## Textauszug
= = = = =
„Natürlich hatte ich auch Angst“
Wie Sophia Eastman die Veränderung ihres Lebens gemeistert hat


Sophia Eastman (früher: Saller) hat als Triathletin schnell Karriere gemacht. Sie wurde U23-Weltmeisterin und träumte von den Olympischen Spielen. Aber dann hat sie mit 25 Jahren eine radikale Veränderung gewagt: Sie hat ihre Karriere beendet – und ist KI-Forscherin geworden. Im Interview hat die heute 31-Jährige mir erzählt, warum sie das getan hat und wie es ihr damit geht.
Du bist im Triathlon ziemlich schnell ziemlich gut geworden.
Stimmt, ja. An meinem 16. Geburtstag hab ich meine erste Laufeinheit gemacht, mit 20 war ich U23-Weltmeisterin.
Ganz okay, oder?
Irgendwie überwältigend, wie schnell das alles ging und wie früh der Erfolg kam. Klar war das cool. Aber der Erfolg war für mich nicht alles. Mich hat mehr der Spaß am Sport angetrieben.
Was genau war es, das dir Spaß am Sport gemacht hat?
= = = = =
## Daten zur Übung
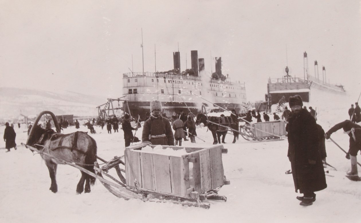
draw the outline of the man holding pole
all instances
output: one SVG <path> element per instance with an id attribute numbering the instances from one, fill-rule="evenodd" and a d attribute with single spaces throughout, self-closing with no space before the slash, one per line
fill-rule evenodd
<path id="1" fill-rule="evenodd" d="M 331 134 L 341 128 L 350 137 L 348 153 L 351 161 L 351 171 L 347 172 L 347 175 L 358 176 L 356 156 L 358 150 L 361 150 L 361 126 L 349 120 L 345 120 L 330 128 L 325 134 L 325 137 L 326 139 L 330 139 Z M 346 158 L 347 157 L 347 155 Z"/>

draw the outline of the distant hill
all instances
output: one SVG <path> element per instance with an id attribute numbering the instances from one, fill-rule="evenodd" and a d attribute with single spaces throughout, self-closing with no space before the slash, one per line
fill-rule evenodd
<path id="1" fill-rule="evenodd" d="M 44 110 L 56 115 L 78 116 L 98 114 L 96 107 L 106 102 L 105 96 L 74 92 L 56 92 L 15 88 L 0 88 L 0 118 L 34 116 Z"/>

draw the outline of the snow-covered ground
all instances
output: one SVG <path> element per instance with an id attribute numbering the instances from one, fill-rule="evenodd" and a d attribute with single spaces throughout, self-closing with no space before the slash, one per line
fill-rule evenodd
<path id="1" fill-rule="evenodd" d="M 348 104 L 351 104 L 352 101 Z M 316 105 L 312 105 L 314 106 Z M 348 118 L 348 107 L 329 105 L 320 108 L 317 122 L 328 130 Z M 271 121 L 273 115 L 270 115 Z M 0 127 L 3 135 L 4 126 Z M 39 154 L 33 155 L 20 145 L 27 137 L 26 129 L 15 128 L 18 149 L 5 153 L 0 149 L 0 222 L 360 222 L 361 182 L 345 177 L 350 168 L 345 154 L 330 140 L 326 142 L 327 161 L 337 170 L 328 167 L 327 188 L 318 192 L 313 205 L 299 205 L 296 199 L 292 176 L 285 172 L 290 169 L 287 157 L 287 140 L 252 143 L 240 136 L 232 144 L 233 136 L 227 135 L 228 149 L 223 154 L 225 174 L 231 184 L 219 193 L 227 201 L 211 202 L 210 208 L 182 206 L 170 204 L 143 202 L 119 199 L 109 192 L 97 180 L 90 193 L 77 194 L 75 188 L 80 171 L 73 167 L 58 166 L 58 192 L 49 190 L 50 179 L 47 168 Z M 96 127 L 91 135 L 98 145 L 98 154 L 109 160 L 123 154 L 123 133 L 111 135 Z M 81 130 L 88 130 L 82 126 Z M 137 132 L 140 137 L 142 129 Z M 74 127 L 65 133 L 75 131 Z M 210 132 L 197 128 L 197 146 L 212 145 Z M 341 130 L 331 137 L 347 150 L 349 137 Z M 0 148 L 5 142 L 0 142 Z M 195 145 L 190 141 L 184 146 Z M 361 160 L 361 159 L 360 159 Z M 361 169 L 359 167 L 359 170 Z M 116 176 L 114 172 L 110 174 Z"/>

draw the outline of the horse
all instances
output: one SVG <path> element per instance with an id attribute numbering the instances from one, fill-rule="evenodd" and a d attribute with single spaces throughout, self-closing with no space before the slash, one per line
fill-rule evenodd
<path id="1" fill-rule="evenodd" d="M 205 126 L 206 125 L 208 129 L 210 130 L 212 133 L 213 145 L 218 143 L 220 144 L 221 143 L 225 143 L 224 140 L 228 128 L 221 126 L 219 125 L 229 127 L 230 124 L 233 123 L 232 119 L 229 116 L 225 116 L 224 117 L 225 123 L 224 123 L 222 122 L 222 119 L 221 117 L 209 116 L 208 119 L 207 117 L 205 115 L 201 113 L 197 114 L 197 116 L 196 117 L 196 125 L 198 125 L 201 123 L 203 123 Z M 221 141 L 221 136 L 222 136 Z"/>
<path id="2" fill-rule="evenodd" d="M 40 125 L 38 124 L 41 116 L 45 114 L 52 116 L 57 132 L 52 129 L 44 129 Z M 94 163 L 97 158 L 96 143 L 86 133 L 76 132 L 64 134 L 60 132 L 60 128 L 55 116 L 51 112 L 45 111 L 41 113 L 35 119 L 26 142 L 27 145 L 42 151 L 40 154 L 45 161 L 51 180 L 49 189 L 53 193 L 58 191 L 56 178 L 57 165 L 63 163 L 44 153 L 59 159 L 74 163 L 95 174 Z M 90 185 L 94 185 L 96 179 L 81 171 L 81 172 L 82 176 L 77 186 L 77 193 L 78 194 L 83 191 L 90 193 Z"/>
= = = = =
## Übungen
• A. Gib aus dem Textauszug den Abschnitt von „Sophia Eastman (früher: Saller)“ bis „Ganz okay, oder?“ wortgetreu wieder.
• B. Schreibe aus den Datensätzen nur die Zeilen von der Zeile mit „draw the outline of the horse“ bis zu der Zeile mit „205 126 L 206“ einschließlich beider wortgetreu ab.
Der Textauszug und die Datensätze haben inhaltlich nichts miteinander zu tun.

## Gelöste Übungen
• A.
Sophia Eastman (früher: Saller) hat als Triathletin schnell Karriere gemacht. Sie wurde U23-Weltmeisterin und träumte von den Olympischen Spielen. Aber dann hat sie mit 25 Jahren eine radikale Veränderung gewagt: Sie hat ihre Karriere beendet – und ist KI-Forscherin geworden. Im Interview hat die heute 31-Jährige mir erzählt, warum sie das getan hat und wie es ihr damit geht.
Du bist im Triathlon ziemlich schnell ziemlich gut geworden.
Stimmt, ja. An meinem 16. Geburtstag hab ich meine erste Laufeinheit gemacht, mit 20 war ich U23-Weltmeisterin.
Ganz okay, oder?

• B.
draw the outline of the horse
all instances
output: one SVG <path> element per instance with an id attribute numbering the instances from one, fill-rule="evenodd" and a d attribute with single spaces throughout, self-closing with no space before the slash, one per line
fill-rule evenodd
<path id="1" fill-rule="evenodd" d="M 205 126 L 206 125 L 208 129 L 210 130 L 212 133 L 213 145 L 218 143 L 220 144 L 221 143 L 225 143 L 224 140 L 228 128 L 221 126 L 219 125 L 229 127 L 230 124 L 233 123 L 232 119 L 229 116 L 225 116 L 224 117 L 225 123 L 224 123 L 222 122 L 222 119 L 221 117 L 209 116 L 208 119 L 207 117 L 205 115 L 201 113 L 197 114 L 197 116 L 196 117 L 196 125 L 198 125 L 201 123 L 203 123 Z M 221 141 L 221 136 L 222 136 Z"/>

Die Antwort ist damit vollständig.